## REQUIREMENT
Change "marker" to "dot" in the material, starting with the line containing "on shirt in the photo above." and running through the end of the material, and give those lines back with nothing else altered.

• • • • • • •

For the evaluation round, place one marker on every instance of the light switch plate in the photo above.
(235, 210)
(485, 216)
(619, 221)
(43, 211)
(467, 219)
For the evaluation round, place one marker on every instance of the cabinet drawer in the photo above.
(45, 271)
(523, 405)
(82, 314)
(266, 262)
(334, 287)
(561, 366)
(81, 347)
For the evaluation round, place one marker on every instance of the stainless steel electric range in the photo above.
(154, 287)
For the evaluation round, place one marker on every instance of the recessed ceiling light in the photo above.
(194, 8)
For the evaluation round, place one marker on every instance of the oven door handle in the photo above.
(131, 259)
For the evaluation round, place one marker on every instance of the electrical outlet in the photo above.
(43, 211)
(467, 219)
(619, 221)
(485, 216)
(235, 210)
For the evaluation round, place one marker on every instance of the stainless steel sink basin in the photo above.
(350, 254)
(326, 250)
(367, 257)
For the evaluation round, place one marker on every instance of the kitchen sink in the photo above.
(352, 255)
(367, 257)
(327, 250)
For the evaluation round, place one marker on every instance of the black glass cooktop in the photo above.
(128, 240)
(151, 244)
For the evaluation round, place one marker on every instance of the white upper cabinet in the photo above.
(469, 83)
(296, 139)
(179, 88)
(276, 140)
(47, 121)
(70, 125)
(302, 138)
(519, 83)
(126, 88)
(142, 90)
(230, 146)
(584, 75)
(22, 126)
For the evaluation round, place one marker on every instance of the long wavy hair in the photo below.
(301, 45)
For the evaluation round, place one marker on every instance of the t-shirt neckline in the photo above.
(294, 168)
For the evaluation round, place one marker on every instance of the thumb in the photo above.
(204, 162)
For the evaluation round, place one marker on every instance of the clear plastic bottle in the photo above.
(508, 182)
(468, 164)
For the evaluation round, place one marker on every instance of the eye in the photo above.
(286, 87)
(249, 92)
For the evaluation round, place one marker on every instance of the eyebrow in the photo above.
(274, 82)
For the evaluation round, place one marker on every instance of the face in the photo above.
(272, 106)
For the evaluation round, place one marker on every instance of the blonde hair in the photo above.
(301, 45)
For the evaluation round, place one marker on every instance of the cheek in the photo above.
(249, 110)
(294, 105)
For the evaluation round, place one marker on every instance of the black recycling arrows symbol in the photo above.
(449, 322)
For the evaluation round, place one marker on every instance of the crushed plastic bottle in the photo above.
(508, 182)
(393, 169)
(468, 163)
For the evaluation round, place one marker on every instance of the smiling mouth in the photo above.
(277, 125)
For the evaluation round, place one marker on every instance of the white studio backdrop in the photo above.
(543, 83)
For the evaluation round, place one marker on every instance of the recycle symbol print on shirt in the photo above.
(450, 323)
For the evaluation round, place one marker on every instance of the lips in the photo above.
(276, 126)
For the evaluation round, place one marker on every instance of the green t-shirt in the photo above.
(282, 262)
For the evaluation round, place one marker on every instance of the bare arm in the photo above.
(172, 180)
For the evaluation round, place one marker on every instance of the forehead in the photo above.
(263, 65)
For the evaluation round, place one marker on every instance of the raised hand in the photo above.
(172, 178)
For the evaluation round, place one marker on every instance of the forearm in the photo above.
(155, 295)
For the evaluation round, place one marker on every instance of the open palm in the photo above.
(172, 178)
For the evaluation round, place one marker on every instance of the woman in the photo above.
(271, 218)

• • • • • • •

## WRITTEN RESPONSE
For the evaluation round, place one dot on every instance of the recycle symbol print on shirt in the photo above.
(450, 323)
For the evaluation round, place one dot on every instance of the lips in the photo above.
(276, 126)
For the evaluation round, place one dot on every instance of the green t-shirt in the photo above.
(282, 262)
For the evaluation round, place one dot on every instance of the bare arm in the photo above.
(172, 180)
For the evaluation round, place one dot on every instance of the forehead in the photo above.
(263, 65)
For the evaluation round, place one dot on every instance of the raised hand in the photo above.
(172, 178)
For the evaluation round, place one dot on every instance of the forearm in the photo above.
(155, 295)
For the evaluation round, place one dot on every instance of the open palm in the photo above.
(172, 178)
For the evaluation round, place one dot on every instance of the woman in the photo above.
(271, 218)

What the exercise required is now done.